(Beginning of MATERIAL FOR THIS EXERCISE)
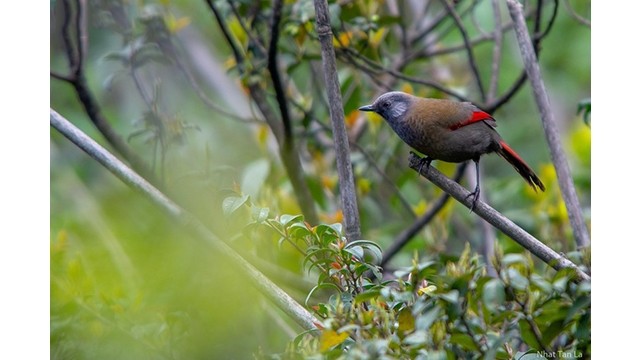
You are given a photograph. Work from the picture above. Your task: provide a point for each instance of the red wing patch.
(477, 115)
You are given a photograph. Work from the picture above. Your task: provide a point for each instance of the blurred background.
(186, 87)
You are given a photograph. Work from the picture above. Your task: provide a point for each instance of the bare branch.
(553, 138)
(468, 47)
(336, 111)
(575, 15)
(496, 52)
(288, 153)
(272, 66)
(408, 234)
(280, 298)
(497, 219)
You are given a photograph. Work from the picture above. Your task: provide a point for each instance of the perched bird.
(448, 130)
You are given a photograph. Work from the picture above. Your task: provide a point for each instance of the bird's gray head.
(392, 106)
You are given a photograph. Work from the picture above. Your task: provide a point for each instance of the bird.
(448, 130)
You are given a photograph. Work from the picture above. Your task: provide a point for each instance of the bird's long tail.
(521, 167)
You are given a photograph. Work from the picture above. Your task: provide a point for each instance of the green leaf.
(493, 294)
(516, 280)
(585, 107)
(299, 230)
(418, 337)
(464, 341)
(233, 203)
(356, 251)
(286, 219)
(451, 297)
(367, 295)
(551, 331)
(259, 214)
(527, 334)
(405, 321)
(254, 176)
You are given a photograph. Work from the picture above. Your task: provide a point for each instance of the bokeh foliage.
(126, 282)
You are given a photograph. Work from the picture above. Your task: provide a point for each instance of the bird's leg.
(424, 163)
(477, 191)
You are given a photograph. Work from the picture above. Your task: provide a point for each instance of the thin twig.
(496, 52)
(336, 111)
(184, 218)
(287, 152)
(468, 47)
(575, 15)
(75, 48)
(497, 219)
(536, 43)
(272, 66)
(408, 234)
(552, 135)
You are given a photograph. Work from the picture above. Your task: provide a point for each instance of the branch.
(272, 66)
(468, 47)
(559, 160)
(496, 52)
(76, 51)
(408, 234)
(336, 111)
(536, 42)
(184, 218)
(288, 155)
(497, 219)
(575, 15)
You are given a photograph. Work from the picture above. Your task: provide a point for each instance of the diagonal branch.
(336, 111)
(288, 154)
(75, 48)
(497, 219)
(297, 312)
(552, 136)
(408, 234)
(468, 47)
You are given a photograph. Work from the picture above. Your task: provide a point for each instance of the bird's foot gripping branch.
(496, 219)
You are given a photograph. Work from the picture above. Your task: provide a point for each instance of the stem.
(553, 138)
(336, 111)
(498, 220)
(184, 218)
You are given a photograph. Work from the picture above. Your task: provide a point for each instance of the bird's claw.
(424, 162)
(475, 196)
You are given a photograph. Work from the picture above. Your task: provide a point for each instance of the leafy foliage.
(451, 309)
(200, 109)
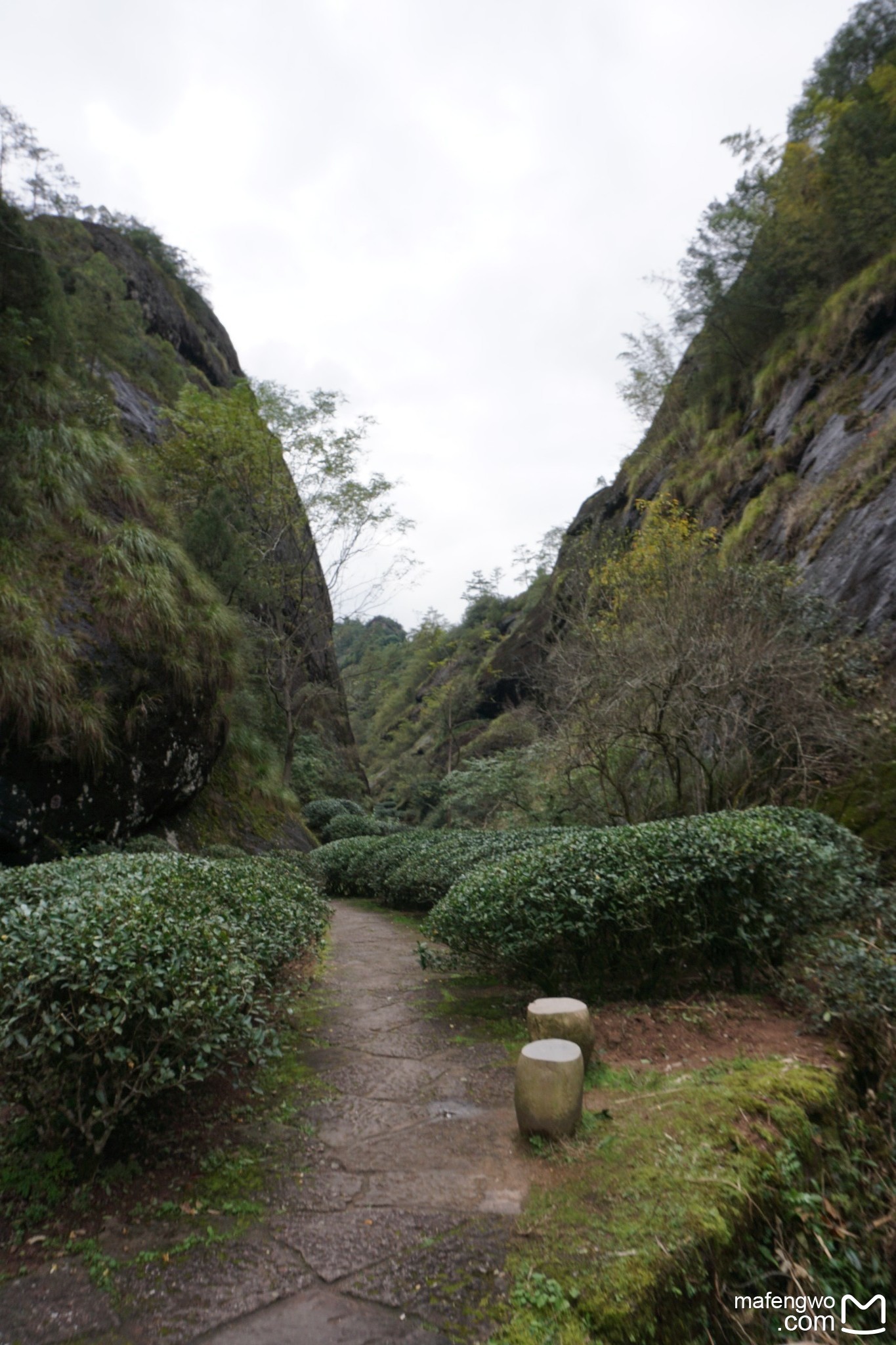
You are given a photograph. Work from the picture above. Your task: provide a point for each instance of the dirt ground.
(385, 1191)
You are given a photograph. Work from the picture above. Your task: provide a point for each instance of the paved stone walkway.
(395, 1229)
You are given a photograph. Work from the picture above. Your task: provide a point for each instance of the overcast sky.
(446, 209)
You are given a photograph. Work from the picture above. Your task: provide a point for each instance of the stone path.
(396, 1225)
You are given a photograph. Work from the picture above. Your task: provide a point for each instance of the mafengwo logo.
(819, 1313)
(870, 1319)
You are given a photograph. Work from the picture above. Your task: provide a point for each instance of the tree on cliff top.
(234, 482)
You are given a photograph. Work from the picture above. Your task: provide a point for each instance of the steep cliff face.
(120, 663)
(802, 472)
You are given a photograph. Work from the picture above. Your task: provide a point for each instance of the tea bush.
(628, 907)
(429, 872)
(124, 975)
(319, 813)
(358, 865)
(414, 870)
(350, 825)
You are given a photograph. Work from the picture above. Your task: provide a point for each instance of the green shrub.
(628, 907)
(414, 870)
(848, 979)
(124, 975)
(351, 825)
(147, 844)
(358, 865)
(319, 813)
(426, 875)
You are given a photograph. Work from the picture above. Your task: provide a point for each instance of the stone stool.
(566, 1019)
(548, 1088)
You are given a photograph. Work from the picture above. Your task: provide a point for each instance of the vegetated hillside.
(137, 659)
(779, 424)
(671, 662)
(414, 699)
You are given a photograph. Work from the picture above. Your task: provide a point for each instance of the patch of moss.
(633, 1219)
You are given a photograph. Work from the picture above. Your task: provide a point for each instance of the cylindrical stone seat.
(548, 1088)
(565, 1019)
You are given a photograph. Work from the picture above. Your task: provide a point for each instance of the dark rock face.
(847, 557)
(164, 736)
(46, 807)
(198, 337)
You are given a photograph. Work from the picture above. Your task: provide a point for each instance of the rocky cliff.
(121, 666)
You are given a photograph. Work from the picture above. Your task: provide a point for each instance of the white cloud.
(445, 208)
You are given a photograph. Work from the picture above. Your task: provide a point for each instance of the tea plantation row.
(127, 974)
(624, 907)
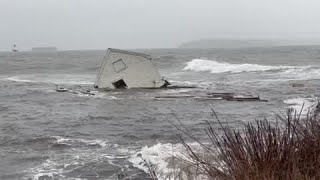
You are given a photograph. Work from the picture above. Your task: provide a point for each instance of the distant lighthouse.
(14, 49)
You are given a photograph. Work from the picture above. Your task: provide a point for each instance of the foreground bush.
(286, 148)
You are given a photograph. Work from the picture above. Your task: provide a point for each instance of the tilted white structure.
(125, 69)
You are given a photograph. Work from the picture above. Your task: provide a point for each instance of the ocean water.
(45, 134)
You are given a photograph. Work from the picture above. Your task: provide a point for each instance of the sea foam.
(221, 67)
(End of MATERIAL FOR THIS EXERCISE)
EXERCISE. The whole listing should be printed again exactly as written, images excluded.

SOLUTION TO THIS TASK.
You are given a photograph. Work from the picture above. Your task: provide a point for each instance of the red wing patch.
(477, 115)
You are given a photograph. Work from the picture above. Your task: provide a point for each instance of the blurred background.
(186, 87)
You are given a photograph. Work from the picture above. Your task: provide a point for each instance of the bare branch.
(553, 138)
(468, 47)
(336, 111)
(575, 15)
(496, 52)
(288, 153)
(272, 66)
(408, 234)
(280, 298)
(497, 219)
You are given a photograph. Work from the picture above. Your task: provide a point for each instance of the perched bird.
(448, 130)
You are given a photograph. Work from the picture above. Your task: provide a point for each instance of the bird's gray head.
(392, 106)
You are given a photograph. Work from the picture above. Your task: provide a point for each instance of the bird.
(448, 130)
You are given a photograph. Work from the picture above. Your task: provide a point for each instance of the bird's long tail.
(521, 167)
You are given a photograph. Work from the picture above. Your task: provide a point for each instance of the green leaf.
(493, 294)
(516, 280)
(585, 107)
(299, 230)
(418, 337)
(464, 341)
(233, 203)
(356, 251)
(286, 219)
(451, 297)
(367, 295)
(551, 331)
(259, 214)
(527, 334)
(405, 321)
(254, 176)
You are given a photograph. Work from the picture above. Your task: provide a point for each instance of the bokeh foliage.
(126, 282)
You are given a photograph. Work from the picture above. Your task: provide a point for each instance of the bird's leg.
(424, 163)
(477, 191)
You are given a photograph. Work from the picture above. Your task: provide a point for each instance of the thin twig.
(496, 52)
(336, 111)
(184, 218)
(287, 152)
(468, 47)
(575, 15)
(75, 48)
(497, 219)
(536, 43)
(272, 66)
(408, 234)
(552, 135)
You are given a photograph. Work from the picture above. Your task: provide a point for each instance of the branch.
(272, 66)
(468, 47)
(559, 160)
(496, 52)
(76, 51)
(408, 234)
(336, 111)
(536, 42)
(184, 218)
(288, 155)
(497, 219)
(575, 15)
You are given a photograph. Work from the picture above. Your task: provide a point for each instance of the diagonal branch.
(336, 111)
(288, 154)
(75, 48)
(497, 219)
(297, 312)
(552, 136)
(408, 234)
(468, 47)
You are given a photograph. Work from the picture above. Your task: provide a point for each instance of the bird's foot gripping branch.
(496, 219)
You are given a photograph. Work from the picture above. Your task: provide a point for each instance of the stem.
(553, 138)
(336, 111)
(498, 220)
(184, 218)
You are given a photograph. Work from the picture above. Your task: provide a point for each instance of the bird's claw.
(424, 162)
(475, 196)
You are given a photograph. Work from the picture above. Your task: provide a point for each instance of the leafy foliage.
(451, 309)
(200, 109)
You are given a photograph. Work from the picture above. Your task: provide a point for each instance of the dirt ground.
(385, 1191)
You are given a photograph. Work from the picture above. Your task: provide a point for each instance of the paved stone walkway.
(395, 1229)
You are given a photograph. Work from the picture above. Your task: provide a point for each instance of the overcast sky.
(446, 209)
You are given a photograph. Work from the picture above. Your task: provide a point for each instance of the stone path.
(396, 1225)
You are given a photograph. Work from the picture above. Your task: provide a point for each instance of the mafengwo logo.
(819, 1313)
(870, 1319)
You are given a photograph. Work from the picture above. Your task: provide a point for each instance of the tree on cliff top.
(234, 482)
You are given a photograph. Work from the picture above. Your task: provide a point for each instance of the steep cliff face.
(120, 663)
(802, 472)
You are given a photograph. Work from the picture above. Your task: provide a point for each instance of the tea bush.
(628, 907)
(429, 872)
(124, 975)
(319, 813)
(358, 865)
(414, 870)
(350, 825)
You are given a photograph. Work from the picture above. Your task: provide a point for each instance of the green shrub.
(628, 907)
(414, 870)
(848, 979)
(124, 975)
(351, 825)
(147, 844)
(358, 865)
(319, 813)
(426, 875)
You are given a photograph. Work from the picture above. Your task: provide a point for each instance of the stone stool.
(566, 1019)
(548, 1088)
You are given a photograph. Work from the picture above. Your task: provide a point for each instance of the vegetated hillside.
(137, 659)
(779, 424)
(671, 662)
(414, 699)
You are given a photograph. Work from the picture above. Your task: provide a point for each instance of the patch of moss.
(633, 1219)
You are given a photograph. Work from the picture above. Your task: provide a point for each instance of the cylindrical stone seat.
(548, 1088)
(565, 1019)
You are given a photograph. Work from the picture above. Your task: provide a point for each instance of the dark rock face.
(847, 557)
(164, 736)
(46, 807)
(198, 337)
You are given a photograph. Work from the picture above. Your task: provide a point for each instance of the rocky cliff.
(121, 666)
You are given a photograph. Work from the picture above. Your task: provide a point for each instance of the white cloud.
(445, 208)
You are given a photograph. Work from the picture above. Your task: provide a point for each instance of the tea plantation row.
(127, 974)
(624, 907)
You are given a photograph. Work from the picture above. Your task: provide a point for each instance of the distant lighthouse.
(14, 49)
You are given a photograph. Work from the picture above. Your task: provide a point for each instance of the foreground bush.
(286, 148)
You are given a photograph. Work from the picture above. Your task: provide a point for each instance of the tilted white structure.
(125, 69)
You are given a photograph. Work from the picture above. Your task: provide a point for each instance of the ocean water.
(45, 134)
You are given a photograph. Work from the picture above. Your task: provide a point for each instance of the sea foam.
(221, 67)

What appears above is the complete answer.